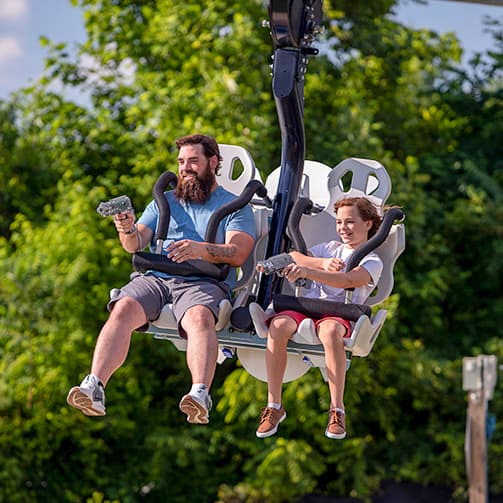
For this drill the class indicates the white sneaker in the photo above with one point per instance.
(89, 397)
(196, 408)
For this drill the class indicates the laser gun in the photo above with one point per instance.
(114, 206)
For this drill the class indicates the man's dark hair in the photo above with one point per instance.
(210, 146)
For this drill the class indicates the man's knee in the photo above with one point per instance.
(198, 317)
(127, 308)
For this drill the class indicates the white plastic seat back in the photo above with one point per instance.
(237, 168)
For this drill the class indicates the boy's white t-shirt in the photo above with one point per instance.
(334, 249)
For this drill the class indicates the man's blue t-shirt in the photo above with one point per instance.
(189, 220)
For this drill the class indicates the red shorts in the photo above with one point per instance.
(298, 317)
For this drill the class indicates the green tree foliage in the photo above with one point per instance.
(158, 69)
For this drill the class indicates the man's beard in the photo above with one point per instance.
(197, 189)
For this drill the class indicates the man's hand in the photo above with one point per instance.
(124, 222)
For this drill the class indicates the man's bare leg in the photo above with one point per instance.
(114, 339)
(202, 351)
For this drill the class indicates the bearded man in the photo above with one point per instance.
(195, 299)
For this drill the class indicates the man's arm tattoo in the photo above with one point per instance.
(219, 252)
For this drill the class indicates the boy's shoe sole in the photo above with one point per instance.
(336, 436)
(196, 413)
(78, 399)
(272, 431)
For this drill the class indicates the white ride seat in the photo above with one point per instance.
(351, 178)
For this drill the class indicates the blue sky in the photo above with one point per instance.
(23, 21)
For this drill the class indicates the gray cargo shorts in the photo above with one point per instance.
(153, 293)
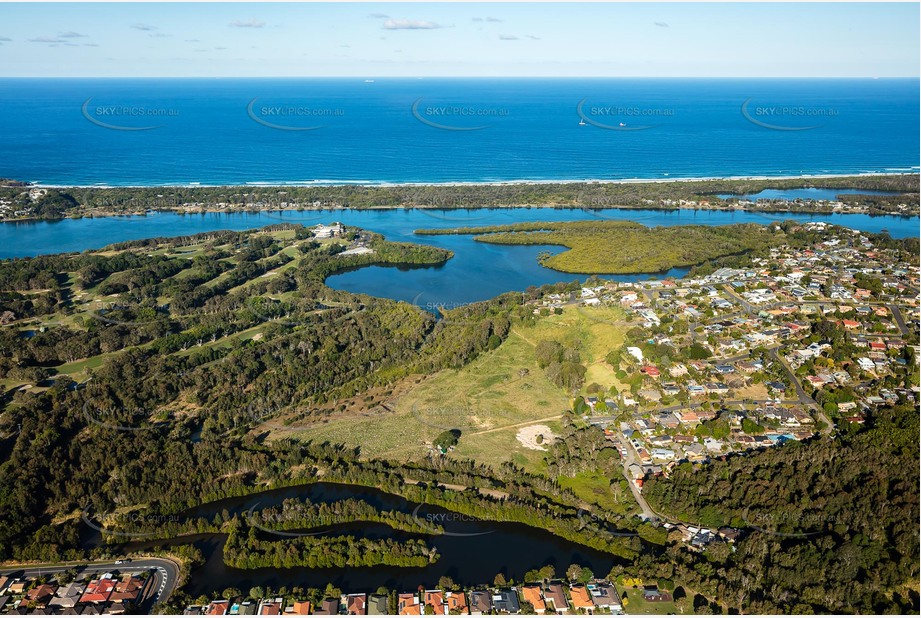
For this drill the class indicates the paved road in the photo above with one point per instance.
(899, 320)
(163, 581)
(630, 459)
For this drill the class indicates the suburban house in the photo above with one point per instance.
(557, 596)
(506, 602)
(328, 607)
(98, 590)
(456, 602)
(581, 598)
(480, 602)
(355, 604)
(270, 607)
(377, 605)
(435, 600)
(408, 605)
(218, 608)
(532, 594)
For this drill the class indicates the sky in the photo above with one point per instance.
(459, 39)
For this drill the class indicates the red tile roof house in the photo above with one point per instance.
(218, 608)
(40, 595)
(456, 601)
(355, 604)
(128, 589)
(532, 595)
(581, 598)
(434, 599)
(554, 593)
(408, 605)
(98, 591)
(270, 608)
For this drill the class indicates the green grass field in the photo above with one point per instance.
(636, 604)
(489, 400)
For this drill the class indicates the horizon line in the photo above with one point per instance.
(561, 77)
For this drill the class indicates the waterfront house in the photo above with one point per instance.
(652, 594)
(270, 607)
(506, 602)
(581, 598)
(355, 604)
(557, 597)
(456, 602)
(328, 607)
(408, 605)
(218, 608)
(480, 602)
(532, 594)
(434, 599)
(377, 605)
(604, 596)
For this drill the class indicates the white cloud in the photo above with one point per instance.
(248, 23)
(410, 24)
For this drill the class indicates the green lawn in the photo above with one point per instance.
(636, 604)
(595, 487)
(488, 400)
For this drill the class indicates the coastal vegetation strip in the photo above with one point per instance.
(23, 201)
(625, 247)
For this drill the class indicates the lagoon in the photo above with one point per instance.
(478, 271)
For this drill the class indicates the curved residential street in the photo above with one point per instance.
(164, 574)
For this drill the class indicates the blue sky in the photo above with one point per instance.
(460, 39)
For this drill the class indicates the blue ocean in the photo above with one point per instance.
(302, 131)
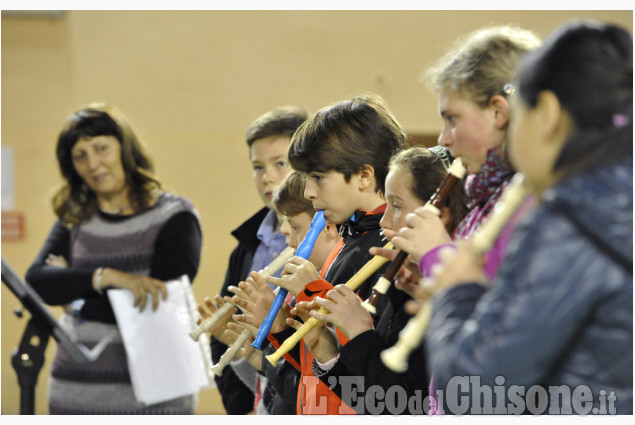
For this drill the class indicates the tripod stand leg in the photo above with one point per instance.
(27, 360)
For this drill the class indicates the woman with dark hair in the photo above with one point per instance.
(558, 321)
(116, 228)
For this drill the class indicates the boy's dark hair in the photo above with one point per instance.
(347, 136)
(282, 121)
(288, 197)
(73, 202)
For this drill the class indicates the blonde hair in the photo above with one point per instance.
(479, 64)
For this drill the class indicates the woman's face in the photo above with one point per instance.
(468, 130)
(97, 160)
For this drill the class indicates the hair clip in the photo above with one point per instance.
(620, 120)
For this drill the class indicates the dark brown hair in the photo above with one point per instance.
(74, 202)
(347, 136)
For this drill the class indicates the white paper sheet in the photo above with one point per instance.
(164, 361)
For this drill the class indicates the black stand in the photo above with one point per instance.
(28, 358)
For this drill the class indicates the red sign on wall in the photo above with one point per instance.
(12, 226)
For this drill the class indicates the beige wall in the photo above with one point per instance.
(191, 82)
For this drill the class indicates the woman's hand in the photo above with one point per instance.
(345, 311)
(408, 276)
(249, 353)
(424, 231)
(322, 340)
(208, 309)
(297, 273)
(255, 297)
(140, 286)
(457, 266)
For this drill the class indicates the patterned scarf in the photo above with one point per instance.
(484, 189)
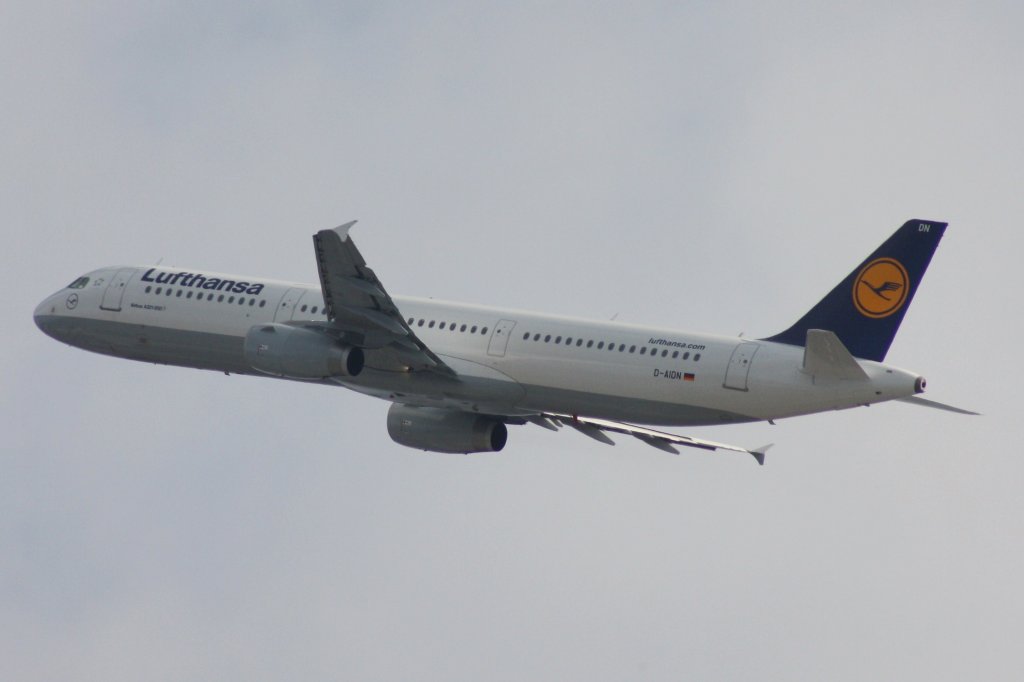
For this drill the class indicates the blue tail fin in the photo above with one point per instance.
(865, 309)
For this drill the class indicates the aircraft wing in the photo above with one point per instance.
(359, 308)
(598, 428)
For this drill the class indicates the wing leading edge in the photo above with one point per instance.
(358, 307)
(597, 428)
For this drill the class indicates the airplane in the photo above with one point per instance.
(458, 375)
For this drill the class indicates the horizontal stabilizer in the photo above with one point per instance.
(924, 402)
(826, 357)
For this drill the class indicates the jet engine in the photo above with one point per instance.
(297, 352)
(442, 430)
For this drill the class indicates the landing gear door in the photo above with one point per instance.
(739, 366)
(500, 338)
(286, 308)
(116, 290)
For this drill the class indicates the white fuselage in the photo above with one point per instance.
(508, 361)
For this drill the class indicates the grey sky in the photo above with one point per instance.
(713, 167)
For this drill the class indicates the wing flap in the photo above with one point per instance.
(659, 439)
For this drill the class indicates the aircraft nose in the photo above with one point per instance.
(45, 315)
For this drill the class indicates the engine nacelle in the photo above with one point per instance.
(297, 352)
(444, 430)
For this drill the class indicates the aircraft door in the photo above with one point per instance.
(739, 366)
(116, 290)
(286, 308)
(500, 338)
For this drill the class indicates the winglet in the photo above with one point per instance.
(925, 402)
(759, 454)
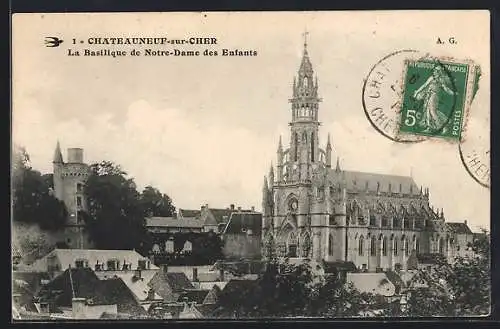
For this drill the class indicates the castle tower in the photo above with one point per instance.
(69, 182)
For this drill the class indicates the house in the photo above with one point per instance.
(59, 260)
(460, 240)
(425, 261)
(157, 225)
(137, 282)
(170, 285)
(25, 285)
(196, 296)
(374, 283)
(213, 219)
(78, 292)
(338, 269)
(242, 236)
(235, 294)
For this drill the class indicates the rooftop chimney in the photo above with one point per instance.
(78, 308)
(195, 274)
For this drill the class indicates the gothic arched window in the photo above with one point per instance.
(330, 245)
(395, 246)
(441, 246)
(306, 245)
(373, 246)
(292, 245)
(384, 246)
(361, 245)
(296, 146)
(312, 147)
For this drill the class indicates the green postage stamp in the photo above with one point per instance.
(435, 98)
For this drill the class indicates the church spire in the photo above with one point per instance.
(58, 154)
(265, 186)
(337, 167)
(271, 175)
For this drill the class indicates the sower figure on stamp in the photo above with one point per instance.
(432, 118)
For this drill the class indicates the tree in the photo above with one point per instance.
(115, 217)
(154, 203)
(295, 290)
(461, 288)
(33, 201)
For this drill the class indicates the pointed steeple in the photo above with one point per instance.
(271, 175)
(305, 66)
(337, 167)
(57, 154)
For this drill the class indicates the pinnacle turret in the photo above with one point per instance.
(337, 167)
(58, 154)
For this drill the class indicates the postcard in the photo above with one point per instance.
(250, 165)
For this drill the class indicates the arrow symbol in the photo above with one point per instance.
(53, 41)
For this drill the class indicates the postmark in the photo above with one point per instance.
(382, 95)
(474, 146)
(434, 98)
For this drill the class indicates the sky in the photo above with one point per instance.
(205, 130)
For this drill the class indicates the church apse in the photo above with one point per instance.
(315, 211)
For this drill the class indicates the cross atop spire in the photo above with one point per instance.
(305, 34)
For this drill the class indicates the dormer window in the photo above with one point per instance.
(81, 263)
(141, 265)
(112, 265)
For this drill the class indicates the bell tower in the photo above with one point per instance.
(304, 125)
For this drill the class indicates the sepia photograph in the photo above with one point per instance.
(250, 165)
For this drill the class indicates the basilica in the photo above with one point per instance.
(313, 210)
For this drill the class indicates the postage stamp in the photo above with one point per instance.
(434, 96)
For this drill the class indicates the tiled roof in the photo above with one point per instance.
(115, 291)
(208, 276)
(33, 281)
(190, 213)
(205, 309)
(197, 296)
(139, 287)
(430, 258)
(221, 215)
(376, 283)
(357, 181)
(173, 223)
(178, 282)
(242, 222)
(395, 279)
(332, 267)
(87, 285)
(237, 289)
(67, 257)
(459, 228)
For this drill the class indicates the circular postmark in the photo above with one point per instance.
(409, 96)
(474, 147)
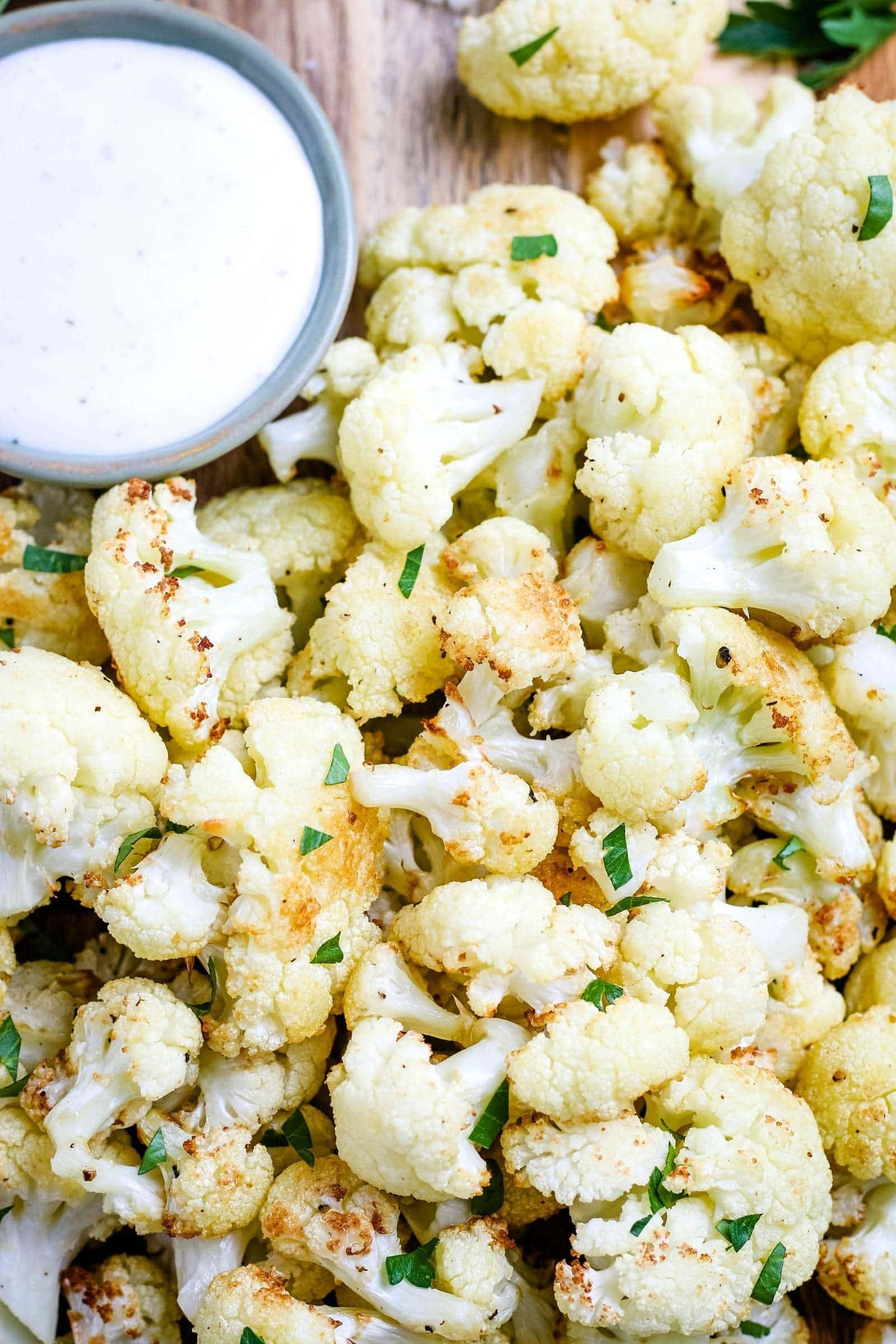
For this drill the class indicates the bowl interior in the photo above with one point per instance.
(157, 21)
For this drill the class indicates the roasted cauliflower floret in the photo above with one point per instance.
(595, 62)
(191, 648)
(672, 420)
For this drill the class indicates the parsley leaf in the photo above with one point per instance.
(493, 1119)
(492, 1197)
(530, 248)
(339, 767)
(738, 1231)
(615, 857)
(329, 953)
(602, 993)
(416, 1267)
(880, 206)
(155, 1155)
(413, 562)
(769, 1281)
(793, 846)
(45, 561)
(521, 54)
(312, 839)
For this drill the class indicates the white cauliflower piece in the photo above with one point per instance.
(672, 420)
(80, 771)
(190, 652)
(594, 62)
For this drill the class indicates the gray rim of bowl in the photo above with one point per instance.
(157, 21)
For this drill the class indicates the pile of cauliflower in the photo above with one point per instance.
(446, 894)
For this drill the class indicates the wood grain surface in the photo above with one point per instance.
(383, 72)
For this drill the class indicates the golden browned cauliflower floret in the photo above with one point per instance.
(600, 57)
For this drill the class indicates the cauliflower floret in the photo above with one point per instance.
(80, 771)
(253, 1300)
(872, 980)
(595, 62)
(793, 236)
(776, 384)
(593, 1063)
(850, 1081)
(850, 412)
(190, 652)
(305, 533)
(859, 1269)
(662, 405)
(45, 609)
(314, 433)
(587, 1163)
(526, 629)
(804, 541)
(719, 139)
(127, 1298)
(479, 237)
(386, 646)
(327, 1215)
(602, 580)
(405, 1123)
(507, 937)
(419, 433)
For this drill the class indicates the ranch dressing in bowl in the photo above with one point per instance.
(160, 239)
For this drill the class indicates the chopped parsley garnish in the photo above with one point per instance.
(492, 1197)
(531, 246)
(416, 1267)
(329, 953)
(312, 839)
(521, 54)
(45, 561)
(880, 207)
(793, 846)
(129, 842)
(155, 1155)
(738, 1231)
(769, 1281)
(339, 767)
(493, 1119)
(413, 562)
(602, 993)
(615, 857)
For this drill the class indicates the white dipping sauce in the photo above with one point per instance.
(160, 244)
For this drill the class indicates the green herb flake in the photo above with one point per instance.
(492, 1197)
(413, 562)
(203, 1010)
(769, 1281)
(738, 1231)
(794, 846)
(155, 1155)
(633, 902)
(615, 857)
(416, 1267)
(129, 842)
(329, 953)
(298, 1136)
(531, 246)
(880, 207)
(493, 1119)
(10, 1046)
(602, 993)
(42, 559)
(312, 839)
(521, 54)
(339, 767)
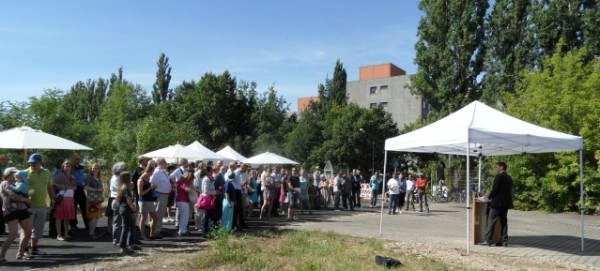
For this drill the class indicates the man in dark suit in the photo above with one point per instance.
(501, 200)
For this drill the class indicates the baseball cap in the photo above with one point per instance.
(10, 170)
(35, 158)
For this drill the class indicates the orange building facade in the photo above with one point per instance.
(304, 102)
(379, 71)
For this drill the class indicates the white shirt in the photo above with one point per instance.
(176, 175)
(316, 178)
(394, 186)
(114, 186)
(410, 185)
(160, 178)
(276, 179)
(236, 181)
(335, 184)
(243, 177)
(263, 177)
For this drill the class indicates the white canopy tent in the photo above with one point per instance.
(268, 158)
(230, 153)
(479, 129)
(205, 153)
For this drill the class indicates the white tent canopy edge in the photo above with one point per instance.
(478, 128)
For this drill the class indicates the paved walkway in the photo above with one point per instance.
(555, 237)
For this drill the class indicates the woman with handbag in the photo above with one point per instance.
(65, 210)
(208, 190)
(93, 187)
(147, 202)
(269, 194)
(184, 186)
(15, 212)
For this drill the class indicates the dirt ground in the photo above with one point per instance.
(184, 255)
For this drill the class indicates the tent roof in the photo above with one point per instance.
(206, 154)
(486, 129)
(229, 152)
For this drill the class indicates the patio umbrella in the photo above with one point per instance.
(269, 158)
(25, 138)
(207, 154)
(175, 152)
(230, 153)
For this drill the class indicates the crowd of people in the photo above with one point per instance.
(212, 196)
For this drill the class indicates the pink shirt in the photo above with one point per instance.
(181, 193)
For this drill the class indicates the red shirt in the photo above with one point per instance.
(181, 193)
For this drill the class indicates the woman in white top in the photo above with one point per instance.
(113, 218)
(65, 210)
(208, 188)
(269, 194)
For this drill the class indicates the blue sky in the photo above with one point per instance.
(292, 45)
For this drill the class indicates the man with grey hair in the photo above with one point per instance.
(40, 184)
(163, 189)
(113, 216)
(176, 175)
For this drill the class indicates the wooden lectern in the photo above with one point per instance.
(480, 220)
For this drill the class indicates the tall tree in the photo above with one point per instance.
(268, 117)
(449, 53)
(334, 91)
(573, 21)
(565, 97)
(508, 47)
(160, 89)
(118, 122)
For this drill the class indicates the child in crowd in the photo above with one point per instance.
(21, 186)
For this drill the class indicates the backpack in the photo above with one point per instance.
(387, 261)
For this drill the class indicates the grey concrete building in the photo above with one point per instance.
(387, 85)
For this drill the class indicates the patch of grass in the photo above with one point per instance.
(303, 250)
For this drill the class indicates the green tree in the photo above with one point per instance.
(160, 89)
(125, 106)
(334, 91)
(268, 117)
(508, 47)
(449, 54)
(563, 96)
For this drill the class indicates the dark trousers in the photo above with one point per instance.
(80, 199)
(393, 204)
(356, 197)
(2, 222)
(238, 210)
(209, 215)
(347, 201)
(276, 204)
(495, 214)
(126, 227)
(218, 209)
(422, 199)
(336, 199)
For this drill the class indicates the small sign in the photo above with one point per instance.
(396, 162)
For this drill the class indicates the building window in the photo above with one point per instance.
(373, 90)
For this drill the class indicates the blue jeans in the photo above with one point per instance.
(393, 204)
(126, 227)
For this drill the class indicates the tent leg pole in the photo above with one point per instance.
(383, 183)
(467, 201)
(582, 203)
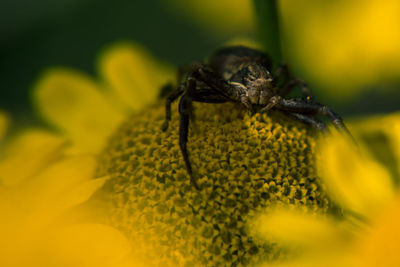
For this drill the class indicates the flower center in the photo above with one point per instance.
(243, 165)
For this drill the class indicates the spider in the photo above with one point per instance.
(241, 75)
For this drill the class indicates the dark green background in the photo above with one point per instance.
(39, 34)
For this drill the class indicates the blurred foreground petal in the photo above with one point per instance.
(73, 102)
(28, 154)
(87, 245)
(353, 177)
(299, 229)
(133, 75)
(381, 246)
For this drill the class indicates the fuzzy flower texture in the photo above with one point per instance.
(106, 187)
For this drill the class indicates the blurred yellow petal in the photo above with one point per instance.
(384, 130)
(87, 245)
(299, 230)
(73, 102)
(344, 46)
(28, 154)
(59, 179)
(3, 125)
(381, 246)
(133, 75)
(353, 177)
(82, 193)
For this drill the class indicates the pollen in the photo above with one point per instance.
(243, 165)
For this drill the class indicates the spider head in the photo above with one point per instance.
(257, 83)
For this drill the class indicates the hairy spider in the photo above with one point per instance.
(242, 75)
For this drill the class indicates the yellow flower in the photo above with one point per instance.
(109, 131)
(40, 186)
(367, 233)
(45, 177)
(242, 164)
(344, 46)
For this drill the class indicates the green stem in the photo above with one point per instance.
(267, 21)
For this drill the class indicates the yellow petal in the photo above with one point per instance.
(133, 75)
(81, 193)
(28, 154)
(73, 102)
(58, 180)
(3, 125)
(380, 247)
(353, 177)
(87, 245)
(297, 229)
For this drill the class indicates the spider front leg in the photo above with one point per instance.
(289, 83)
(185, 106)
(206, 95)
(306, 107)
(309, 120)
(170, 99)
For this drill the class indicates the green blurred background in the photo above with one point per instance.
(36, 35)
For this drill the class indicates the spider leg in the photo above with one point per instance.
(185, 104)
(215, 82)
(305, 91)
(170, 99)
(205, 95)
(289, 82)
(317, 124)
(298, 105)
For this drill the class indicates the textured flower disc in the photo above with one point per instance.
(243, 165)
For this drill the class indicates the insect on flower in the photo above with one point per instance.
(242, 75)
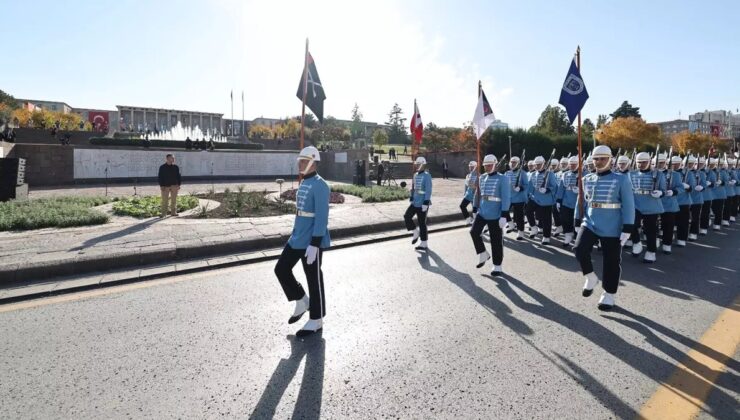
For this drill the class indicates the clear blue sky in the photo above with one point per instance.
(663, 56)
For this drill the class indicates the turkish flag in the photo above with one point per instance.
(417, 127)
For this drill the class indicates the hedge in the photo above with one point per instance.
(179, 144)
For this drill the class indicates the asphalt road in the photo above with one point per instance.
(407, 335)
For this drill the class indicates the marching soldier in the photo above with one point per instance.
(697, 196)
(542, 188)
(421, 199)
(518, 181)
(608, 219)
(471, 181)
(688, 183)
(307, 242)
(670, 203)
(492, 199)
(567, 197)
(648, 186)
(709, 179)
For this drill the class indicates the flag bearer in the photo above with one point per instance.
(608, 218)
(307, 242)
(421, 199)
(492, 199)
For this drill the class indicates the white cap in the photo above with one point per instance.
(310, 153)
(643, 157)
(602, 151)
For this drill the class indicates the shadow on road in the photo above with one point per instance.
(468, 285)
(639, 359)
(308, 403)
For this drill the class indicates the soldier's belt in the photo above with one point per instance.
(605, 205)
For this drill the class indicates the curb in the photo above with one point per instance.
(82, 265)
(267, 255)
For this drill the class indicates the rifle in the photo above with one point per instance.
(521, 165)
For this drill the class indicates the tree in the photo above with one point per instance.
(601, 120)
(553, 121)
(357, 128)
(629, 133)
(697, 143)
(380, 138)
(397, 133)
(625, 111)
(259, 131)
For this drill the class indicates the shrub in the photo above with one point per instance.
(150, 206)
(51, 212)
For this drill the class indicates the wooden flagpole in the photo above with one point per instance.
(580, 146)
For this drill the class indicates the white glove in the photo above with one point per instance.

┄┄┄┄┄┄┄┄┄┄

▶ **What this task involves**:
The answer must be an exact copy of the lines from the one containing "For this drill the class indicates the wooden flagpole" through the last line of the records, both included.

▶ **Exercise result**:
For this drill the class indicates the wooden flagpole in the photo above with one point per instance.
(580, 146)
For this drill the class indicates the white glove in the photo above with one point per instance.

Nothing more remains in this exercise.